:: Information supplied ::

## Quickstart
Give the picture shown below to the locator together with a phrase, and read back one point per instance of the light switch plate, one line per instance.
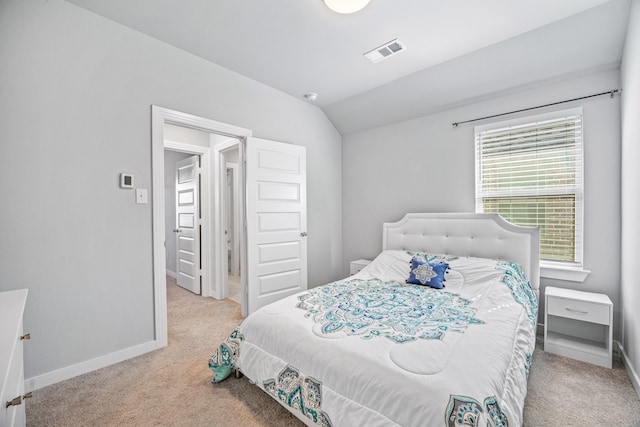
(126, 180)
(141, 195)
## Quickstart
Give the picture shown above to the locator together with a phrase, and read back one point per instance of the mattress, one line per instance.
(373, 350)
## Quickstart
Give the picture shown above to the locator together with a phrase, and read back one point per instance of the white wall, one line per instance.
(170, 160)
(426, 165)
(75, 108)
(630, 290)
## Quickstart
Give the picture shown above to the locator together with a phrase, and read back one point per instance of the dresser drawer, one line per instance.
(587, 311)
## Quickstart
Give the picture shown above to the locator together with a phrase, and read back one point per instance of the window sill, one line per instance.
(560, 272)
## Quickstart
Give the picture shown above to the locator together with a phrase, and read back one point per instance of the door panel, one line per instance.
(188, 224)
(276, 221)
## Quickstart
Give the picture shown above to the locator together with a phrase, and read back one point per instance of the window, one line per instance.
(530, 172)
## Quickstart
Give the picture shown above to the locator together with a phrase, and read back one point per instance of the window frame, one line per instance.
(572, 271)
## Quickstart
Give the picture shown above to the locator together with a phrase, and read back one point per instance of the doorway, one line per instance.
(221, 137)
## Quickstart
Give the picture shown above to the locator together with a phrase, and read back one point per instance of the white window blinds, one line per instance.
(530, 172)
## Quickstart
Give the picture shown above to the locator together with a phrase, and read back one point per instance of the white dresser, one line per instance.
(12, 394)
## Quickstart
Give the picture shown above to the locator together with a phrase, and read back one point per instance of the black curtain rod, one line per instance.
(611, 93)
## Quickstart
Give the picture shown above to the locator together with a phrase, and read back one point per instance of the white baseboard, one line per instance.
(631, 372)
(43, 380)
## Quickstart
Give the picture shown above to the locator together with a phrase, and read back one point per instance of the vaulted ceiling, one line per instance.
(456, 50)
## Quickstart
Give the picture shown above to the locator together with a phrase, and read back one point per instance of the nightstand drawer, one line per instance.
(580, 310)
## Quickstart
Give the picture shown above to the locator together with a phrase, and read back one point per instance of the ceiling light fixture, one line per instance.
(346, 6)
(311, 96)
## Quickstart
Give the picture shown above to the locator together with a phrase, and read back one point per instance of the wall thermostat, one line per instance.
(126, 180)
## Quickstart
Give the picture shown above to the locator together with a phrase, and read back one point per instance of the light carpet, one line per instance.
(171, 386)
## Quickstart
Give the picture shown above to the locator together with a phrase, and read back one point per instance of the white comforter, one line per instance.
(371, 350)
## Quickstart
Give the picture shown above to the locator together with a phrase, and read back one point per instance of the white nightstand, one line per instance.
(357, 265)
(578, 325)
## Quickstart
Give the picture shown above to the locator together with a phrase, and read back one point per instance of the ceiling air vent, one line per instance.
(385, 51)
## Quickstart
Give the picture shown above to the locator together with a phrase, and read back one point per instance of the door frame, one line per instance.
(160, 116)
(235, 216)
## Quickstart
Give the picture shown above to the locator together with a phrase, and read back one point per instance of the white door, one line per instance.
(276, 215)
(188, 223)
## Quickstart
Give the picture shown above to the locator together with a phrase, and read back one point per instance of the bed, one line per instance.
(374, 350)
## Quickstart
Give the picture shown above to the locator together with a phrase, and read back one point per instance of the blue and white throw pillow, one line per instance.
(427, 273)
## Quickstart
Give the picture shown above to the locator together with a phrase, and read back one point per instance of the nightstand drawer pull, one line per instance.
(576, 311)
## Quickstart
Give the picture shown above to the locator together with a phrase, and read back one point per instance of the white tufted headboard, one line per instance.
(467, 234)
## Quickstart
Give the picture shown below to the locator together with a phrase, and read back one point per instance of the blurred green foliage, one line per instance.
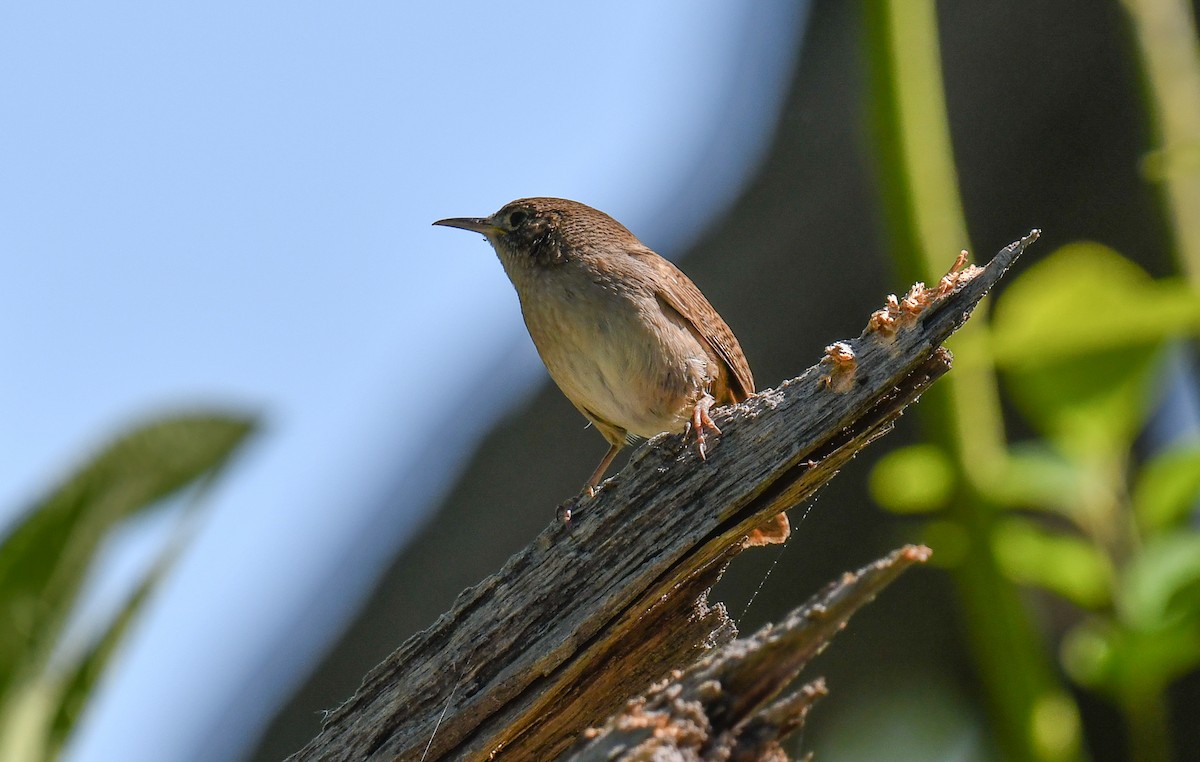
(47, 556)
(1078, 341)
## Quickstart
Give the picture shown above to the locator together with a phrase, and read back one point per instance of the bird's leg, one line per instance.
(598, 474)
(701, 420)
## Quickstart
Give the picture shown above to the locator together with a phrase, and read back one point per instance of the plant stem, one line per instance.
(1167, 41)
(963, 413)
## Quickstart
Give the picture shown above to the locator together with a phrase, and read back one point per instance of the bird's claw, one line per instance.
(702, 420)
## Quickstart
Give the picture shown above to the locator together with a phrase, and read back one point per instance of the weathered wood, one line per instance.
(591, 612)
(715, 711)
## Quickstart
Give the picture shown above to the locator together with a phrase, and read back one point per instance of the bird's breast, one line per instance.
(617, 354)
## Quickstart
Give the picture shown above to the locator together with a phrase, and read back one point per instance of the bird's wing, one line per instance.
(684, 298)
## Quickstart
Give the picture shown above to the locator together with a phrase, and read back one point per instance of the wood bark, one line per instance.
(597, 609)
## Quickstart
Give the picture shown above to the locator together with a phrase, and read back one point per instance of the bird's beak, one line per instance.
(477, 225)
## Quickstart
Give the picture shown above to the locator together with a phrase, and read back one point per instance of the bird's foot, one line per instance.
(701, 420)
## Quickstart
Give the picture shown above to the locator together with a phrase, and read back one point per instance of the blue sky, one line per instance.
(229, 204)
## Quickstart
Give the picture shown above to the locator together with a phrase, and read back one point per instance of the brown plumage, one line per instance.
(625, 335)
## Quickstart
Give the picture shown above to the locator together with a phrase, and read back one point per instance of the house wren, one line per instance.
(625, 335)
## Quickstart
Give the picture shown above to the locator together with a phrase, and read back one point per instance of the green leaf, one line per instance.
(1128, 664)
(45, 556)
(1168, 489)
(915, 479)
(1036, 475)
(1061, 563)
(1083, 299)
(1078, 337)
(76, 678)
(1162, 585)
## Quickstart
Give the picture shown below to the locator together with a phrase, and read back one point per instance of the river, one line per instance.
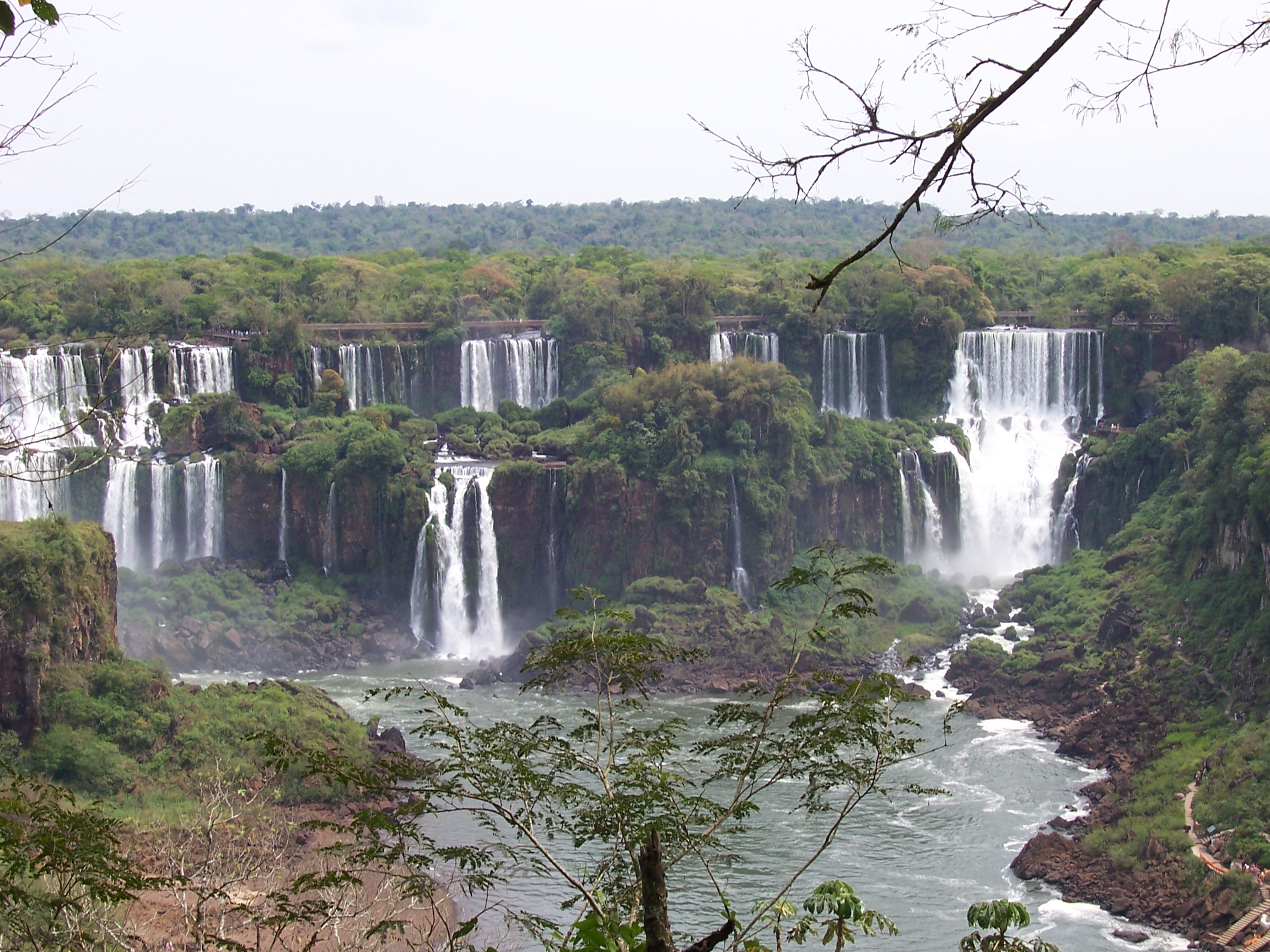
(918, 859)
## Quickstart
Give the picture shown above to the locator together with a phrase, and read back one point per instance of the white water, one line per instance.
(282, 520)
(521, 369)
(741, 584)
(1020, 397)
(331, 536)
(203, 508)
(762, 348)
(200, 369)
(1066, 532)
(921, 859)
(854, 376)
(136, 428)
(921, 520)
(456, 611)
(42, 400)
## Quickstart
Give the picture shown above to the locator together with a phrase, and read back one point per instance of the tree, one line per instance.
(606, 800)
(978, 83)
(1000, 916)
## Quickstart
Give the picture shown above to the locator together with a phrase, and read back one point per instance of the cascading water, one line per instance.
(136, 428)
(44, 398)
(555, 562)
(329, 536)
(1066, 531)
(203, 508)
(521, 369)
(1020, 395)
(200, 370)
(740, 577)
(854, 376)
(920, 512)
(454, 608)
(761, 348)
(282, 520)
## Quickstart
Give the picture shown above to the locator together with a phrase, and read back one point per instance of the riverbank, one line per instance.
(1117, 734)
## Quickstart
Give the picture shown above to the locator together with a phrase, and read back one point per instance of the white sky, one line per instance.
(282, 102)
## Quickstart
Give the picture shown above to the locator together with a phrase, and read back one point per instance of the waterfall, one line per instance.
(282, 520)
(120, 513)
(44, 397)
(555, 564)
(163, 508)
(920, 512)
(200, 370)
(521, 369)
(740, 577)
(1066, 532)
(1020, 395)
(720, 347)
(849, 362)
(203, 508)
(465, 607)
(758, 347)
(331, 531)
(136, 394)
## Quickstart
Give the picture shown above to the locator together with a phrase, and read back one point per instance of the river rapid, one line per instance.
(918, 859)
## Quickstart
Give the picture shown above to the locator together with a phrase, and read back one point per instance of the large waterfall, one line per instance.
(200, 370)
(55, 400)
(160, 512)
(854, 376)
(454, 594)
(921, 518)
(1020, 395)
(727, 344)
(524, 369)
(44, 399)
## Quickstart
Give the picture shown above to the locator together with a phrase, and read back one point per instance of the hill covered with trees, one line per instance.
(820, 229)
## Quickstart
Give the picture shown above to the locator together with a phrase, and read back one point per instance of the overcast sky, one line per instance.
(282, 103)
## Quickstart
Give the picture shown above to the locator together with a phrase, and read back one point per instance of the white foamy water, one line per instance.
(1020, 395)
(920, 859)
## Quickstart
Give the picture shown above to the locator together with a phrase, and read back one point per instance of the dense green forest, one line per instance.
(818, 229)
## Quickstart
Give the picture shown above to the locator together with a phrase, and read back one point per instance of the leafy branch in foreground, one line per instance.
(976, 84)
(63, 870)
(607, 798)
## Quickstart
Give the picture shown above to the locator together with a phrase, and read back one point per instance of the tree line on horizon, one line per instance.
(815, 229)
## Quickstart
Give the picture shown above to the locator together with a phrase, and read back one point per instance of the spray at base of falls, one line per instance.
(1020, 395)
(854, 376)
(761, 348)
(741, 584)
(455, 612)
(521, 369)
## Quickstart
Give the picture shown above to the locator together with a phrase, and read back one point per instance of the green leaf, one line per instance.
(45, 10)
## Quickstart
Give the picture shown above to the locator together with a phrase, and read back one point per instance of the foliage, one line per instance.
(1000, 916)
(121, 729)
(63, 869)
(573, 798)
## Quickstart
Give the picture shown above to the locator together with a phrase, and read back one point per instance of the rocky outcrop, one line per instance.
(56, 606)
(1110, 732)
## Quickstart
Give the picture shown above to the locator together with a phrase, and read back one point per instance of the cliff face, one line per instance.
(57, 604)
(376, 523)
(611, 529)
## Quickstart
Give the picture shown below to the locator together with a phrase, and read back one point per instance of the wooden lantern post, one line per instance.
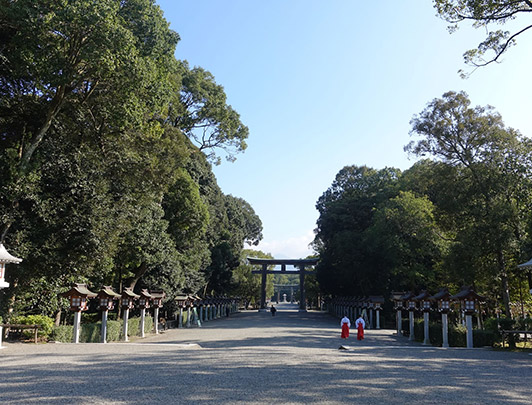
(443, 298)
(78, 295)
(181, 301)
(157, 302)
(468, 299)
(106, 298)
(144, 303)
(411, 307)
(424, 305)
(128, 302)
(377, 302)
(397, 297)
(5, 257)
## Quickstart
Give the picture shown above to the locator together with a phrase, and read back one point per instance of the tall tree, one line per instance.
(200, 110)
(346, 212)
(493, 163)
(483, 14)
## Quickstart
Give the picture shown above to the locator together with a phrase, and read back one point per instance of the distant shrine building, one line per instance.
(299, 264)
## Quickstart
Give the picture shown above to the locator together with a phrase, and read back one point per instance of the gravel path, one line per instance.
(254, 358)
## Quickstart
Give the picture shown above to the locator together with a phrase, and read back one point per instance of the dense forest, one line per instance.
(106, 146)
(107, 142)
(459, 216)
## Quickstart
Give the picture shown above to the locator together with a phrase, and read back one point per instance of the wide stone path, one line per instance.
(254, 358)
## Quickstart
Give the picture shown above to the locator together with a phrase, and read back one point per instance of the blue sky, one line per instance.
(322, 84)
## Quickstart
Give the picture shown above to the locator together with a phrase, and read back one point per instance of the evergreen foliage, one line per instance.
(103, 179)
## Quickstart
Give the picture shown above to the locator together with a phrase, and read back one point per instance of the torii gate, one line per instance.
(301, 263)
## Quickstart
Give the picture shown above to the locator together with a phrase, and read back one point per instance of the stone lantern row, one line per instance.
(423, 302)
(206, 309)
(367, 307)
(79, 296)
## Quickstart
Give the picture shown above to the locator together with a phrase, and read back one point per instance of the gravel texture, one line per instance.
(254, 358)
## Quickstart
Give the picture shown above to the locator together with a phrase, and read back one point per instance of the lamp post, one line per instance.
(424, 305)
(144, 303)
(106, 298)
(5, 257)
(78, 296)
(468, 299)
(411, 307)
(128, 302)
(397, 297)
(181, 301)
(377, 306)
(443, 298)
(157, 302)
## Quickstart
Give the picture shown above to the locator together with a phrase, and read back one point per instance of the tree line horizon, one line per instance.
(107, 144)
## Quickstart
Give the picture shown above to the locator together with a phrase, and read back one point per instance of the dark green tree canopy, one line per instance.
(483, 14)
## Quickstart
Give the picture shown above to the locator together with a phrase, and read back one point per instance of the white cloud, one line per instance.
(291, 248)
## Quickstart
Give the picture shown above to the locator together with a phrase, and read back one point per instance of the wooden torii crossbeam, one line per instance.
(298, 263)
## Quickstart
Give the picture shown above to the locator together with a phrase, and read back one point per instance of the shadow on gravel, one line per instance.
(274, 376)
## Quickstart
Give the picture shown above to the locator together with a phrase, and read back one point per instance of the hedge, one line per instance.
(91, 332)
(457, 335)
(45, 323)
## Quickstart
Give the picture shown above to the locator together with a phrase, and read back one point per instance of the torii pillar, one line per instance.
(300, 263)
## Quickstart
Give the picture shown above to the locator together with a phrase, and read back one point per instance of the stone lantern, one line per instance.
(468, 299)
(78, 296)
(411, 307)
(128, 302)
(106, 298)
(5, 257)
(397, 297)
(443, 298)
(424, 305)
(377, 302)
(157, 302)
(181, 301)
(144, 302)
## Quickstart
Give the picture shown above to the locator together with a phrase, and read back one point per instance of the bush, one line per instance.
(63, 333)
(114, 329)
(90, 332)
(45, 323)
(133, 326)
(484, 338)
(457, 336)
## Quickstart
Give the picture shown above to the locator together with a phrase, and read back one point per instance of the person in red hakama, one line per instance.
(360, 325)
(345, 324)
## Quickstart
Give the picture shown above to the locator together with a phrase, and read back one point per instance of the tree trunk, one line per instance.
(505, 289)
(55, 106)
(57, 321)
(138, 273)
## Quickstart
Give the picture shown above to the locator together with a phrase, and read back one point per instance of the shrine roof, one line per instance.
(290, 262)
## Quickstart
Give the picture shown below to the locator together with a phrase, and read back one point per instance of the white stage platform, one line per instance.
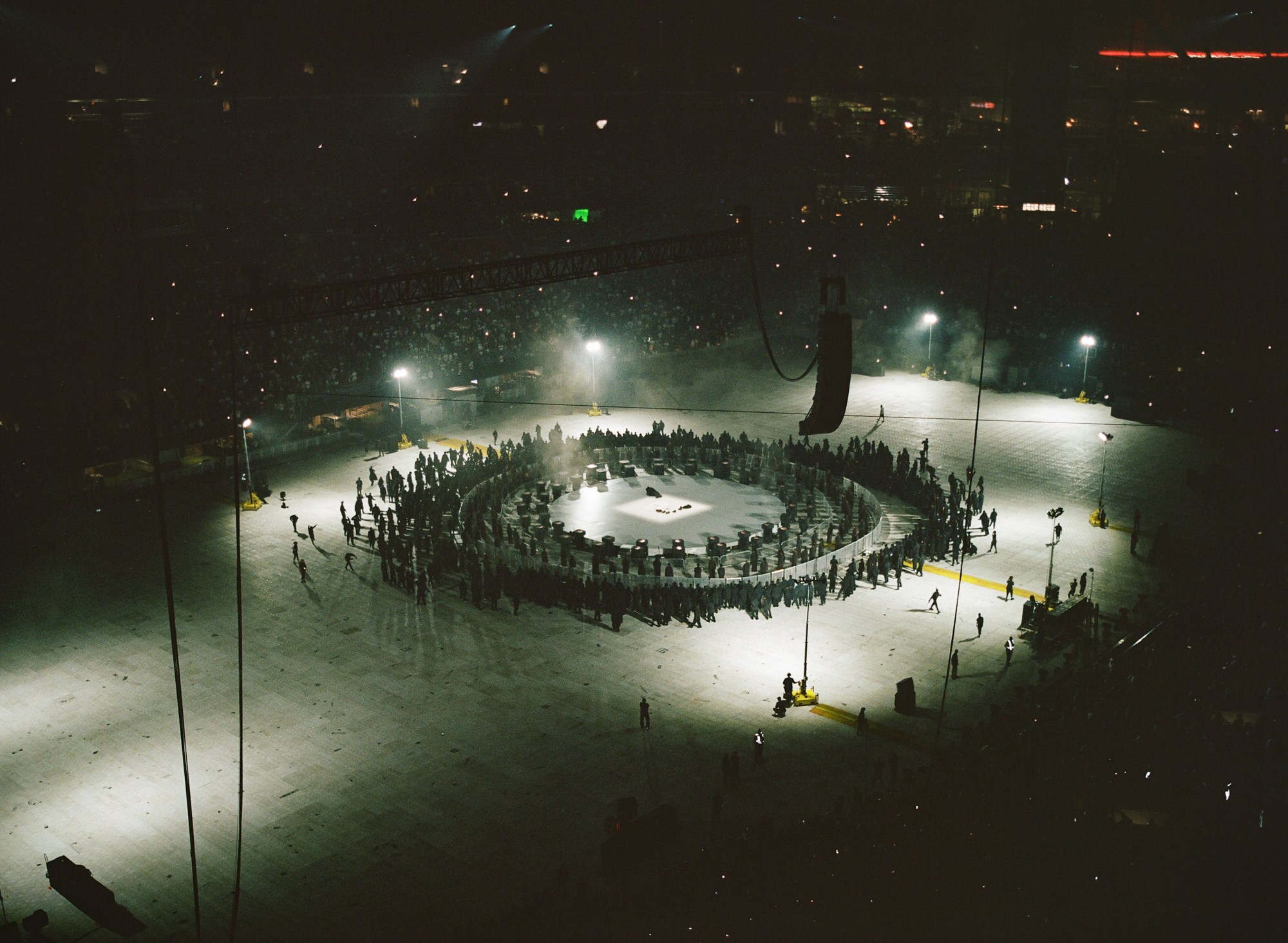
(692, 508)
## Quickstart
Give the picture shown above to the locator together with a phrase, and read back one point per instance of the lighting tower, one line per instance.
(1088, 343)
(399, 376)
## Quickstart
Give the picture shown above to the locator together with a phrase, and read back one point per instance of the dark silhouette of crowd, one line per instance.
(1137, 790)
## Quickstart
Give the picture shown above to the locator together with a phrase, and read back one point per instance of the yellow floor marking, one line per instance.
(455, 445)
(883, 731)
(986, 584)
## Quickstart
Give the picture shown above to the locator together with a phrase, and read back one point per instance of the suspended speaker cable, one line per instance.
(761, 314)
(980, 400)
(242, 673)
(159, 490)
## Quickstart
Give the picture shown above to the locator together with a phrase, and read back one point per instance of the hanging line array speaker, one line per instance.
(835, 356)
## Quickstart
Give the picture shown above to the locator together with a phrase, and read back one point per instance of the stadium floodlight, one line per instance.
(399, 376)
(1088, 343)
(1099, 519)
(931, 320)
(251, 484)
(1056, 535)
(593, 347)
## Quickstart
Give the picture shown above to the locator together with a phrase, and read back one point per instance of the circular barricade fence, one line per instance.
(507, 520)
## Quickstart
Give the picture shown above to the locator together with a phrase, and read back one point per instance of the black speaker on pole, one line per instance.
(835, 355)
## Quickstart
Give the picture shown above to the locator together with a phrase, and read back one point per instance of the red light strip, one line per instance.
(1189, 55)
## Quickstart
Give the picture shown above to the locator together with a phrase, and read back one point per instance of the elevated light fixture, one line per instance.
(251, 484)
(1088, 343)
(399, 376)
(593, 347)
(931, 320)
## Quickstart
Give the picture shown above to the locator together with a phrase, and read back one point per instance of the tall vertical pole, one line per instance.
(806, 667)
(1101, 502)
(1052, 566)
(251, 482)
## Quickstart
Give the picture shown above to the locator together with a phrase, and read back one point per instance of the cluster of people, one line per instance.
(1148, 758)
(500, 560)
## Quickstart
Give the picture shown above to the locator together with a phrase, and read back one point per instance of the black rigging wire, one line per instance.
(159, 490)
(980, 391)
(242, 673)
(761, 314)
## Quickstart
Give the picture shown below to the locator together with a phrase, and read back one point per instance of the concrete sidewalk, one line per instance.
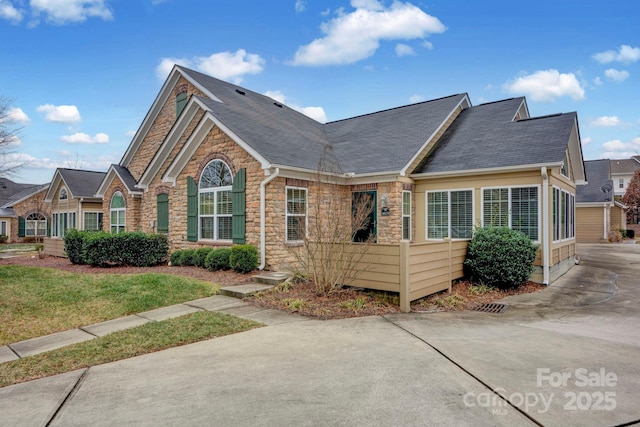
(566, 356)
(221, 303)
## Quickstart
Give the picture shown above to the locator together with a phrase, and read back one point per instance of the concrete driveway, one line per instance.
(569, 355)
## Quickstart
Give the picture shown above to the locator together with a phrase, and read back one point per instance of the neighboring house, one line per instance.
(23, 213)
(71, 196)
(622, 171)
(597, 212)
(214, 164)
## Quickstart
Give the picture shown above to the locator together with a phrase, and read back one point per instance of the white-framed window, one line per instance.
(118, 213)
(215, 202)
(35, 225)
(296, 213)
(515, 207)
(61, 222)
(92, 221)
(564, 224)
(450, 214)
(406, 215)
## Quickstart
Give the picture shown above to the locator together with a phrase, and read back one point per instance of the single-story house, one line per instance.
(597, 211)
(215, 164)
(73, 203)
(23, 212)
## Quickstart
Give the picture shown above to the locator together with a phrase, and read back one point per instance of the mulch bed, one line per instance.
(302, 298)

:::

◆ **Set task**: Gather every line of the rows above that contains the word "gravel", and copy each such line in full.

◆ **Response**:
Give the picture shown above to the locator together with a phrase, and read back one point per instance of the gravel path, one line per instance.
Give the picture shown above to the locator together with a phrase, and read back one point per instance of the gravel texture, one line per instance.
Give the picture shown above to the locator together with a phrase, and read back one point per instance of the shadow on gravel, one line per instance.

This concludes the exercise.